Directions
With the line containing "the cut log" as the first line and the last line of the records as the final one, reproduce that range exactly.

Input
______________________________

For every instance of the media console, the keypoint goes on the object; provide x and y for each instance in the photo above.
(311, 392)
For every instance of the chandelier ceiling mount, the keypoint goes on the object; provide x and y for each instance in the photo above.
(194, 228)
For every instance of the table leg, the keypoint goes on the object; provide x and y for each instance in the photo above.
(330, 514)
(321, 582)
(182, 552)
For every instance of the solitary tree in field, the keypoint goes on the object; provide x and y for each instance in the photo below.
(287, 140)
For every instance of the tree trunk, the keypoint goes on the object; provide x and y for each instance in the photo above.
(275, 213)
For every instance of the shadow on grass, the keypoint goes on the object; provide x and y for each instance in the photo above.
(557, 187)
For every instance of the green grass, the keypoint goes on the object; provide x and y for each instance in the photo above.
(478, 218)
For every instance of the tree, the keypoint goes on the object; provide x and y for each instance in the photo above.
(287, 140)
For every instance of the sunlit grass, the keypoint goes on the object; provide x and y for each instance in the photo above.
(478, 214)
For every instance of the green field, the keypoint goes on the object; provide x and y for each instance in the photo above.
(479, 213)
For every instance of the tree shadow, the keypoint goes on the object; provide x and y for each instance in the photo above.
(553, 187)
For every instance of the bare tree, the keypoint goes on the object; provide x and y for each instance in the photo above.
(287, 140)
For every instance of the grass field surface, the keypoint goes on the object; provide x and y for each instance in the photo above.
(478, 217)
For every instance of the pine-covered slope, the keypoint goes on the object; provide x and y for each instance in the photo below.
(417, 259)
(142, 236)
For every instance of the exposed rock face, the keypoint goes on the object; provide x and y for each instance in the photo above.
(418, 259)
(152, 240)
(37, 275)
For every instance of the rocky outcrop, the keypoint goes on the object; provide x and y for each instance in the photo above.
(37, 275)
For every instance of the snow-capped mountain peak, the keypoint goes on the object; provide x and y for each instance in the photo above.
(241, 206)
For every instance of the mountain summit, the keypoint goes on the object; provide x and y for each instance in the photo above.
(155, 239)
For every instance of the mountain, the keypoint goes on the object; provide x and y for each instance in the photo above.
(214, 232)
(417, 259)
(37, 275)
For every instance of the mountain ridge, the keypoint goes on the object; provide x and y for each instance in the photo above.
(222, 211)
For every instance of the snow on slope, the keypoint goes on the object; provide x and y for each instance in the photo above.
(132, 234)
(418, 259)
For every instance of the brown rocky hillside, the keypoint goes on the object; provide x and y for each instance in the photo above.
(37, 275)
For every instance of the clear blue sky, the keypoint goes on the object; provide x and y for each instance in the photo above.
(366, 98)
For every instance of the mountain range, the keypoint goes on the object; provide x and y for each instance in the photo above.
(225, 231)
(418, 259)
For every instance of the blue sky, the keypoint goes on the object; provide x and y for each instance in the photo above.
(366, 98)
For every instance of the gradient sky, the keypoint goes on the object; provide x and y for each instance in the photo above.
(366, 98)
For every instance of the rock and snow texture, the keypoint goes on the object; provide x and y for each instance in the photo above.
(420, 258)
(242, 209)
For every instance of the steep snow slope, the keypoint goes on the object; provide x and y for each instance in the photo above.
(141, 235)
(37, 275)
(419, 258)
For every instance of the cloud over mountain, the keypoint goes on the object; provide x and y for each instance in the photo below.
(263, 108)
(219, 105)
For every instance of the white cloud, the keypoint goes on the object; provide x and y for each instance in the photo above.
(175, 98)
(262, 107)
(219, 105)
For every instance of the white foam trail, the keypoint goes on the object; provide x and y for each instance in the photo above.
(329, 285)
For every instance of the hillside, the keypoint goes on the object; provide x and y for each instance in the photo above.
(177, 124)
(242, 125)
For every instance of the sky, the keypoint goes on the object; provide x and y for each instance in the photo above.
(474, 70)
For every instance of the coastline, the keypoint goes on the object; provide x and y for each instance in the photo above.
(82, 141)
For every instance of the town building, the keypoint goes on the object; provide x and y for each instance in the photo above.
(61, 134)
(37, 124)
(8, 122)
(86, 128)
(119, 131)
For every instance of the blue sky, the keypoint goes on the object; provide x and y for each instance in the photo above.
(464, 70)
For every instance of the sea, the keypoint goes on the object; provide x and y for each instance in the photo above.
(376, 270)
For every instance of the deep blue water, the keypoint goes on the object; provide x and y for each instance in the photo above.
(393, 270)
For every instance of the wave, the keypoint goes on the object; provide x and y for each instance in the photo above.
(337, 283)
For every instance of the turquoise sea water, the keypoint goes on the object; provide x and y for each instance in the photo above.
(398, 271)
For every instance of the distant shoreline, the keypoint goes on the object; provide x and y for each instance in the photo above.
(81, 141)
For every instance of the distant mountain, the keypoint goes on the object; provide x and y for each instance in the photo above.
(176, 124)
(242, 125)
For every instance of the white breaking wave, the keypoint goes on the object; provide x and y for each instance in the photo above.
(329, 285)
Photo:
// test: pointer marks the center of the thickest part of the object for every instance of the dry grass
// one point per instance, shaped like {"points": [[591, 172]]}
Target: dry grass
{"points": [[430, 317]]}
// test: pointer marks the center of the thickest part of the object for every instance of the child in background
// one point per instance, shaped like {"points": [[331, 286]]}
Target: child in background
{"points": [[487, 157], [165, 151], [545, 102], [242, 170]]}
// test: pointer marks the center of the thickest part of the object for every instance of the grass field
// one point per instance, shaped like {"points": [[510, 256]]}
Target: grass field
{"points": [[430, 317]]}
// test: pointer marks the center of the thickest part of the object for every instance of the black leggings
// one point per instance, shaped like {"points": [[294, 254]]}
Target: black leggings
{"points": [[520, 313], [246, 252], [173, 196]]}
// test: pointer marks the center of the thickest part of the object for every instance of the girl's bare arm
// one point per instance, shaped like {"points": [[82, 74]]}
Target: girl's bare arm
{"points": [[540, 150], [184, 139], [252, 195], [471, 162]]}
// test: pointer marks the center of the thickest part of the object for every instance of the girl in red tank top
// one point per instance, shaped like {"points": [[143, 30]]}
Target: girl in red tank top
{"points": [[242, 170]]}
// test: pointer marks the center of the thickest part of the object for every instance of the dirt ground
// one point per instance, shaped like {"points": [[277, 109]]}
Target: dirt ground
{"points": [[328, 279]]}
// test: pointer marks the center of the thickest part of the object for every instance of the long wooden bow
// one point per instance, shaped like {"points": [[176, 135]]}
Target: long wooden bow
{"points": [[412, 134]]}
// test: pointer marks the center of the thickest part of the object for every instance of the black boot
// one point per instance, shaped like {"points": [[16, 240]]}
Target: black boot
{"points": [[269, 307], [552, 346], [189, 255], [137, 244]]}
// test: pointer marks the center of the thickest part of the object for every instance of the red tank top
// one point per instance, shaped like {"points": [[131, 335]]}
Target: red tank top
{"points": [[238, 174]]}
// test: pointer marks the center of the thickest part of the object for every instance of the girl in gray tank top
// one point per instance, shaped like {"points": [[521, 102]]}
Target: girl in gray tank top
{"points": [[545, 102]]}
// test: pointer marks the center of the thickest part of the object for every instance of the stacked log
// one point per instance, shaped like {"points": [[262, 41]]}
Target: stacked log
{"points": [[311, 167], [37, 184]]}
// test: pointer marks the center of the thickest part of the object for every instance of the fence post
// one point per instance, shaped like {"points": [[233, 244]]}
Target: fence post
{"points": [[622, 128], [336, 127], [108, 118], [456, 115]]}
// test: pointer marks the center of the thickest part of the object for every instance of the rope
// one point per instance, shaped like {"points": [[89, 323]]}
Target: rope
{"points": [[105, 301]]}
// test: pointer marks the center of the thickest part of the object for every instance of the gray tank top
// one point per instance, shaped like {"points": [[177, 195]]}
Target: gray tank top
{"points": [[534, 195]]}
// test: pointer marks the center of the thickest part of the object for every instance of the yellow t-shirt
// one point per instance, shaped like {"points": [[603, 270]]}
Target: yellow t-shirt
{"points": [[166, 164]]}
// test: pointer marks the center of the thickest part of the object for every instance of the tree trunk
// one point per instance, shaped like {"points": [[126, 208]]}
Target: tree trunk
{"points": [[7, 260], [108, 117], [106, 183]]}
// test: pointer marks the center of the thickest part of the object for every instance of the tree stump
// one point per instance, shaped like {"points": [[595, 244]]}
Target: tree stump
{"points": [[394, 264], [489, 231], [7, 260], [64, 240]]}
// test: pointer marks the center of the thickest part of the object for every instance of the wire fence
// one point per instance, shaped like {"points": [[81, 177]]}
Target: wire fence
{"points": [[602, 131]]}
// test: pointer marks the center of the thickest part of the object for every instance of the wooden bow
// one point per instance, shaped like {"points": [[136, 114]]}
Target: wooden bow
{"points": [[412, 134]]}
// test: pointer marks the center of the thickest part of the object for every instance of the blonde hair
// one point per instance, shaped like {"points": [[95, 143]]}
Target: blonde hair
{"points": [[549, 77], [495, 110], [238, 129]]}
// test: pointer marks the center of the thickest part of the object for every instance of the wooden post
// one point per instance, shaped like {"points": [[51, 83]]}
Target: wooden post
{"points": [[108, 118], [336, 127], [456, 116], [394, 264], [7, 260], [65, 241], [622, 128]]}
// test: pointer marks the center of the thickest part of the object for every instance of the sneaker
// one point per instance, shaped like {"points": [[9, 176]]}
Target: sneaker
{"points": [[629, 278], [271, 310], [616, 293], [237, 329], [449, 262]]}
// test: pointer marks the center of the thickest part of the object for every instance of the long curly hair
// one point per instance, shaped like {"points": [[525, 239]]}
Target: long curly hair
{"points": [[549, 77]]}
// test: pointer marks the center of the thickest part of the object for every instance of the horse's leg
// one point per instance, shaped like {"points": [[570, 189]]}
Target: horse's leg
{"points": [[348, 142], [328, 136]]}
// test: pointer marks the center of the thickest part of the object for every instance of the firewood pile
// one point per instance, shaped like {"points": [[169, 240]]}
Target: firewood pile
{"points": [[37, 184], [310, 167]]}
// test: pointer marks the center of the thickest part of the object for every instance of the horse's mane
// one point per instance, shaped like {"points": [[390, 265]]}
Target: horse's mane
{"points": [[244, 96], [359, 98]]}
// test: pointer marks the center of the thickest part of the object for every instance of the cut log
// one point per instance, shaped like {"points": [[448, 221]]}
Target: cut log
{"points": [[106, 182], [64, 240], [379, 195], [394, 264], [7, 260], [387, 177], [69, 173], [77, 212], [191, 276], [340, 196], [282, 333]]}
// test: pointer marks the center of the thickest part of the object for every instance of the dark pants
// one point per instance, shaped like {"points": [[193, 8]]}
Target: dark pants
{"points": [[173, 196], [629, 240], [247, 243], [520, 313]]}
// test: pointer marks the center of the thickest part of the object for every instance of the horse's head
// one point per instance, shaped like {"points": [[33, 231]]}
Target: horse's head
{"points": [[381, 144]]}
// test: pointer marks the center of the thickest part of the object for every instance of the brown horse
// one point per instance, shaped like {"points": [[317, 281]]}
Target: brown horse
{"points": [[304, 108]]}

______________________________

Solution for this exercise
// test: pointer marks the center of the thickest part of the object for every instance of the cut log
// one point per instance, shaped like {"points": [[448, 221]]}
Target: cut log
{"points": [[106, 182], [64, 240], [379, 195], [394, 264], [7, 260], [387, 177], [69, 173], [77, 212], [191, 276], [340, 196], [282, 333]]}
// test: pointer marks the center of the thickest part of the object for every instance of the dark pants
// one point per instance, shaped like {"points": [[193, 8]]}
Target: dark pants
{"points": [[173, 196], [629, 240], [247, 243], [520, 313]]}
// test: pointer marks the center of the thickest part of the object for every instance of the horse's head
// one point per instance, shaped like {"points": [[33, 231]]}
Target: horse's head
{"points": [[381, 144]]}
// test: pointer marks the center of the thickest part of the object for every instance of the brown horse
// one point per instance, shaped like {"points": [[317, 281]]}
Target: brown horse
{"points": [[304, 108]]}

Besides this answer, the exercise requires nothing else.